== Task to complete ==
The answer is an exact repeat of the entries below, with the pictures omitted.

== Records from a collection ==
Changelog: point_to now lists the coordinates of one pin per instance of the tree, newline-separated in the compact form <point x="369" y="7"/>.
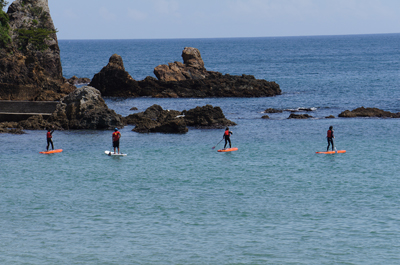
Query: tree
<point x="3" y="4"/>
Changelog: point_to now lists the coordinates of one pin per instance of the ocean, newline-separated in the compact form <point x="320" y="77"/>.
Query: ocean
<point x="175" y="200"/>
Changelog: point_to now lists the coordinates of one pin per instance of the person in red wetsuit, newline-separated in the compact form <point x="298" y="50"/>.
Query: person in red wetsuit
<point x="329" y="137"/>
<point x="49" y="137"/>
<point x="115" y="137"/>
<point x="227" y="135"/>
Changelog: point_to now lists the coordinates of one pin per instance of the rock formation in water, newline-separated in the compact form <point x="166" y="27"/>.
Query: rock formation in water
<point x="368" y="112"/>
<point x="156" y="119"/>
<point x="299" y="116"/>
<point x="85" y="109"/>
<point x="30" y="64"/>
<point x="208" y="117"/>
<point x="188" y="80"/>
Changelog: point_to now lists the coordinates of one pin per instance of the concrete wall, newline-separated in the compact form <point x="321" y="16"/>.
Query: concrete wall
<point x="22" y="110"/>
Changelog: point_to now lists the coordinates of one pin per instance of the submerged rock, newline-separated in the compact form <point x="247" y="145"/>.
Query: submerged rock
<point x="206" y="117"/>
<point x="299" y="116"/>
<point x="156" y="119"/>
<point x="85" y="109"/>
<point x="78" y="80"/>
<point x="188" y="80"/>
<point x="368" y="112"/>
<point x="271" y="110"/>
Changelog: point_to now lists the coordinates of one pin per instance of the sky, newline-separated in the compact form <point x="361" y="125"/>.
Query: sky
<point x="166" y="19"/>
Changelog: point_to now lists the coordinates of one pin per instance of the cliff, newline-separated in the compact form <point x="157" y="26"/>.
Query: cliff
<point x="30" y="64"/>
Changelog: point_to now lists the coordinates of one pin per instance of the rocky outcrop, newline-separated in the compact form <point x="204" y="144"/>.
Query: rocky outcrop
<point x="368" y="112"/>
<point x="11" y="127"/>
<point x="206" y="117"/>
<point x="82" y="109"/>
<point x="300" y="116"/>
<point x="187" y="80"/>
<point x="191" y="68"/>
<point x="156" y="119"/>
<point x="85" y="109"/>
<point x="30" y="65"/>
<point x="271" y="110"/>
<point x="78" y="80"/>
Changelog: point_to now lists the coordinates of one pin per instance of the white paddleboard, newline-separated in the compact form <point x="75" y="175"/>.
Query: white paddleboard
<point x="109" y="153"/>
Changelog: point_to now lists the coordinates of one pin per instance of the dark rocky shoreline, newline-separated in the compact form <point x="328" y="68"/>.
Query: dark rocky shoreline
<point x="184" y="80"/>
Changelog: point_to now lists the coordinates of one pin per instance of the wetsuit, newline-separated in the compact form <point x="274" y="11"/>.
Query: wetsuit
<point x="50" y="140"/>
<point x="329" y="137"/>
<point x="116" y="135"/>
<point x="227" y="135"/>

== Answer for this exercise ==
Changelog: point_to now lists the coordinates of one pin per instance of the tree, newline-separated in the compact form <point x="369" y="7"/>.
Query: tree
<point x="3" y="4"/>
Changelog: point_to now lists the coordinates of one pin per instance of the ocean, newline-separated in the compact form <point x="320" y="77"/>.
Query: ocean
<point x="175" y="200"/>
Changelog: point_to now lists the coordinates of one pin per instance of the person in red wetsuit, newline-separated in the compact form <point x="298" y="50"/>.
Query: person in red wetsuit
<point x="329" y="137"/>
<point x="49" y="137"/>
<point x="115" y="137"/>
<point x="227" y="135"/>
Changelog: point_to now lists the coordinates of one pin per instance of the rock formation in water, newline-separated in the compact form <point x="166" y="27"/>.
Query: rock formation in water
<point x="368" y="112"/>
<point x="156" y="119"/>
<point x="299" y="116"/>
<point x="85" y="109"/>
<point x="30" y="64"/>
<point x="208" y="117"/>
<point x="188" y="80"/>
Changelog: point_to now lists the coordinates of one pin per instance of the concrete wall, newline-separated in the compact form <point x="321" y="16"/>.
Query: concrete wall
<point x="22" y="110"/>
Changelog: point_to now lists the coordinates of one pin per instance of the submerged rock, newline-separated in the compact form <point x="247" y="145"/>.
Query: submerged rock
<point x="206" y="117"/>
<point x="299" y="116"/>
<point x="156" y="119"/>
<point x="85" y="109"/>
<point x="78" y="80"/>
<point x="188" y="80"/>
<point x="368" y="112"/>
<point x="271" y="110"/>
Changelog: point_to now lists the coordinates of one pin per instance of the sky, newline-separated in the compact form <point x="361" y="125"/>.
Query: sky
<point x="166" y="19"/>
Changelog: point_to now lists the coordinates of one pin per instance of the cliff, newline-separated in the compact form <point x="157" y="26"/>.
Query: cliff
<point x="30" y="64"/>
Changelog: point_to now lists the coordinates of one pin per instance of the rocky outcrop, newline-separated in the compact form <point x="204" y="144"/>.
Query: rocky outcrop
<point x="368" y="112"/>
<point x="11" y="127"/>
<point x="206" y="117"/>
<point x="82" y="109"/>
<point x="300" y="116"/>
<point x="187" y="80"/>
<point x="191" y="68"/>
<point x="156" y="119"/>
<point x="85" y="109"/>
<point x="30" y="65"/>
<point x="271" y="110"/>
<point x="78" y="80"/>
Changelog: point_to now lists the coordinates of one pin per instance of the white paddleboard, newline-separated in the compact form <point x="75" y="175"/>.
Query: white paddleboard
<point x="109" y="153"/>
Changelog: point_to now lists the coordinates of one pin per instance of the dark rocky shoreline, newline-separated in the compact form <point x="328" y="68"/>.
Query: dark rocky shoreline
<point x="184" y="80"/>
Changelog: point_to now lists the coordinates of one pin per instance of the wetsuit, newline-separated in the compact form <point x="274" y="11"/>.
Query: wetsuit
<point x="50" y="140"/>
<point x="329" y="137"/>
<point x="116" y="135"/>
<point x="227" y="135"/>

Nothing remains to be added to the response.